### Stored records
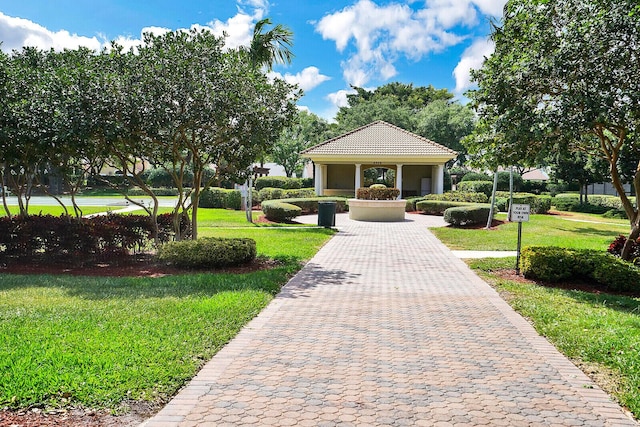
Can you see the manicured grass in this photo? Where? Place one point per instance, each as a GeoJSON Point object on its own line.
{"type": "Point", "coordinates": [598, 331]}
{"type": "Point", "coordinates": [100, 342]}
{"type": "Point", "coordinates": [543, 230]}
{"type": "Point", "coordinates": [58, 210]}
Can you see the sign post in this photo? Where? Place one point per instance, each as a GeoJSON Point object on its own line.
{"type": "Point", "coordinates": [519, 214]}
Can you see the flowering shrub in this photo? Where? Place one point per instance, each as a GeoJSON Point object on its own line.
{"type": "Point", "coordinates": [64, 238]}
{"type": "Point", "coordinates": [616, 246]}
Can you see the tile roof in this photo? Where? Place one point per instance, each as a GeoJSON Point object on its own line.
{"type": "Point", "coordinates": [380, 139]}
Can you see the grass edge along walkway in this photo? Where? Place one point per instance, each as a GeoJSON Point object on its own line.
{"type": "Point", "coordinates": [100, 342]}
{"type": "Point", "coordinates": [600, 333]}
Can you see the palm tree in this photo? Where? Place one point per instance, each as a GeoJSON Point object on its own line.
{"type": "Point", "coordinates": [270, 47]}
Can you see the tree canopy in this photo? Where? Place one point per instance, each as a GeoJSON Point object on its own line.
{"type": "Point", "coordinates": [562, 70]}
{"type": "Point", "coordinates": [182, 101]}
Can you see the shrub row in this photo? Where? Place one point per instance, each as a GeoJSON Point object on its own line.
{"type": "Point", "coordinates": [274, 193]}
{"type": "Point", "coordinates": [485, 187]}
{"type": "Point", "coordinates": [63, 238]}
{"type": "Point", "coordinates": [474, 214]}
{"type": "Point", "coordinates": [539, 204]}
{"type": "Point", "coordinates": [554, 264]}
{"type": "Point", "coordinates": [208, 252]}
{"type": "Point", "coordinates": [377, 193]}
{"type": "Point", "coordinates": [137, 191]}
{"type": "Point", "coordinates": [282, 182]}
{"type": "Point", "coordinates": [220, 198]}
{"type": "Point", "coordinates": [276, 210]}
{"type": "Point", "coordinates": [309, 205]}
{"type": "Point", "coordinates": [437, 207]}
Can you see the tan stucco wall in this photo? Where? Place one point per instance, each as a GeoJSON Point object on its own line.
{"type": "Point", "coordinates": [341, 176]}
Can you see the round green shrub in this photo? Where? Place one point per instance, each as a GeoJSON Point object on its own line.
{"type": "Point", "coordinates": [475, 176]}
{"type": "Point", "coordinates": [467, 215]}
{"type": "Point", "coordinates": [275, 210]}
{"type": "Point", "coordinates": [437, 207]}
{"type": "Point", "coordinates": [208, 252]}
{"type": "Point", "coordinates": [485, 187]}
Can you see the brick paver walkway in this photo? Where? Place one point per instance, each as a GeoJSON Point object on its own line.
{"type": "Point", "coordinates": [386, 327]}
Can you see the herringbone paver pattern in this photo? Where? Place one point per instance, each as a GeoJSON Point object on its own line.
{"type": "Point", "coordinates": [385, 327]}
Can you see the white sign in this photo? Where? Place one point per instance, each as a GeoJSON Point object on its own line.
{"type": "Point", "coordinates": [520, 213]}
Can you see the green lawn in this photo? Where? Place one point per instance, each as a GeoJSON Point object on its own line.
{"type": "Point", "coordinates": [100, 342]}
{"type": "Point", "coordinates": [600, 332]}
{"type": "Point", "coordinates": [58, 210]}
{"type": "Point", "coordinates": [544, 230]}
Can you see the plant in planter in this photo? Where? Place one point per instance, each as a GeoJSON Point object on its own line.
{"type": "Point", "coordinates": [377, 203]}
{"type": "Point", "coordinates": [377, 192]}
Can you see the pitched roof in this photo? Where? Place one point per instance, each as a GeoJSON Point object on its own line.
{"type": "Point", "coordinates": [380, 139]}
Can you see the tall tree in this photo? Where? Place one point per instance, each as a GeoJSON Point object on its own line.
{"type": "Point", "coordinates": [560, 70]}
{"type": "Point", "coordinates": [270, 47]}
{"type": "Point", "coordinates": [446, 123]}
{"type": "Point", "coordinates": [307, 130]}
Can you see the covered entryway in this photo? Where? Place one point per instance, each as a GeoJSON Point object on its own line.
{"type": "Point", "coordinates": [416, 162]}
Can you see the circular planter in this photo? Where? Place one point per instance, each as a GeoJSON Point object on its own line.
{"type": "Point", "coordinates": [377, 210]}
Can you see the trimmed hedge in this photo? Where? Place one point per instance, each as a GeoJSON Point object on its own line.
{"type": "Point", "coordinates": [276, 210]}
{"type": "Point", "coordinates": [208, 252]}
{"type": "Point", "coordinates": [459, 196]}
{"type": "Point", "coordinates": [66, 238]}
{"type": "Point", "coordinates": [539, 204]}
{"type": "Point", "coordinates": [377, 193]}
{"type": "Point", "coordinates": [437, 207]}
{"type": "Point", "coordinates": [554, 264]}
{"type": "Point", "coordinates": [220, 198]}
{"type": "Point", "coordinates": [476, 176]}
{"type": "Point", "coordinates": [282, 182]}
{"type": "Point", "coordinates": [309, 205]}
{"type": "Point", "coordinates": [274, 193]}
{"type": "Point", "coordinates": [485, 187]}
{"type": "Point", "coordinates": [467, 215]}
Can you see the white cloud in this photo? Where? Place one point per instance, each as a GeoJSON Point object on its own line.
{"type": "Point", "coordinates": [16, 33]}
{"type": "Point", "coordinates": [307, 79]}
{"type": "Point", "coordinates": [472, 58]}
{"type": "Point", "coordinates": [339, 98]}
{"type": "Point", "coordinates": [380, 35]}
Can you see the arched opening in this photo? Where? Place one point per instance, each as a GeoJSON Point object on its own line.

### Task statement
Copy only this span: the line that contains "Can you see the white cloud", the last line, and every line between them.

### Written solution
Can you see the white cloud in this photo? Where? Place one point per instance, each as a GeoJSON Point object on its own line.
{"type": "Point", "coordinates": [16, 33]}
{"type": "Point", "coordinates": [307, 79]}
{"type": "Point", "coordinates": [472, 58]}
{"type": "Point", "coordinates": [339, 98]}
{"type": "Point", "coordinates": [380, 35]}
Can you see the arched opening in this photo? Where? Place one point per instance, each as a GeoJSON Point object on its own line.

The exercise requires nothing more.